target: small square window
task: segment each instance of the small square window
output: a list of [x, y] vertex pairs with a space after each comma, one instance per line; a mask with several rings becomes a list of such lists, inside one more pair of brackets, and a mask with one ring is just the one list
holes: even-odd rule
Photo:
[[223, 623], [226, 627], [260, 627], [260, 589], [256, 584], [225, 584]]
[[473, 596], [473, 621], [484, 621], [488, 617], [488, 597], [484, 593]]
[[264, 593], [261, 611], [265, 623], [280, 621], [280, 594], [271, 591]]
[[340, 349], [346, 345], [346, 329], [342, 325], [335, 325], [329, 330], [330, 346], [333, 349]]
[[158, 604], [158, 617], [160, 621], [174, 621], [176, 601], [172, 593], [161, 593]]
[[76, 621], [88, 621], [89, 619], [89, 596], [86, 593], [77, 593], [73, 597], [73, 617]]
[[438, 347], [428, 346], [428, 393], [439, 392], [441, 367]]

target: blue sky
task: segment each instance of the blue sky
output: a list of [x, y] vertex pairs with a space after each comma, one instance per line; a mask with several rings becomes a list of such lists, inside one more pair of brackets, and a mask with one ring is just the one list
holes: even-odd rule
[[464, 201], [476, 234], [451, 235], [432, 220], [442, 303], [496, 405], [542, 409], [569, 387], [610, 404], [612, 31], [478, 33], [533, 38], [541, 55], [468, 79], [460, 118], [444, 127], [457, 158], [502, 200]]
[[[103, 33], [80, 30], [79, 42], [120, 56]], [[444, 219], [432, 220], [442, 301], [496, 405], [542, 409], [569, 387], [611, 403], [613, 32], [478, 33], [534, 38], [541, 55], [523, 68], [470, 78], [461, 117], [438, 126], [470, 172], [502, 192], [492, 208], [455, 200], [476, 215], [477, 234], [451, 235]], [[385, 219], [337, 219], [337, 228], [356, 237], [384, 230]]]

____________________

Problem to solve: Please reproduce the entries above, swapping every occurrence of "even-odd rule" for "nonzero winding rule" and leaving everything else unchanged.

Worked answer:
target: small square window
task: segment each instance of the small square window
output: a list of [x, y] vertex pairs with a space after each comma, one instance per line; a mask with several rings becomes a list of such lists, inside one more pair of brackets, and a mask with one ring is just the one list
holes: nonzero winding rule
Photo:
[[223, 623], [226, 627], [260, 627], [260, 589], [256, 584], [225, 584]]
[[473, 596], [473, 621], [484, 621], [488, 617], [488, 597], [484, 593]]
[[264, 593], [261, 611], [265, 623], [280, 621], [280, 594], [271, 591]]
[[340, 349], [346, 345], [346, 329], [342, 325], [335, 325], [329, 330], [330, 346], [333, 349]]
[[158, 604], [158, 617], [160, 621], [174, 621], [176, 601], [172, 593], [161, 593]]
[[76, 621], [88, 621], [89, 619], [89, 596], [86, 593], [77, 593], [73, 597], [73, 617]]
[[438, 347], [428, 346], [428, 393], [439, 392], [441, 367]]

target: blue sky
task: segment each instance of the blue sky
output: a list of [x, y] vertex pairs with a space after each comma, one instance per line; a mask with several rings becomes a list of such lists, inside one more pair of brackets, and a mask with one ring is just the one list
holes: nonzero winding rule
[[464, 201], [476, 234], [451, 235], [432, 220], [442, 303], [496, 405], [542, 409], [569, 387], [610, 404], [612, 31], [478, 33], [533, 38], [541, 55], [468, 79], [460, 118], [444, 127], [457, 158], [502, 200]]
[[[103, 33], [80, 30], [79, 42], [120, 56]], [[444, 219], [432, 220], [442, 301], [496, 405], [542, 409], [569, 387], [611, 403], [613, 32], [478, 33], [534, 38], [541, 55], [523, 68], [470, 78], [461, 117], [438, 126], [470, 172], [502, 192], [492, 208], [455, 200], [476, 215], [477, 234], [451, 235]], [[385, 219], [337, 219], [337, 228], [356, 237], [384, 230]]]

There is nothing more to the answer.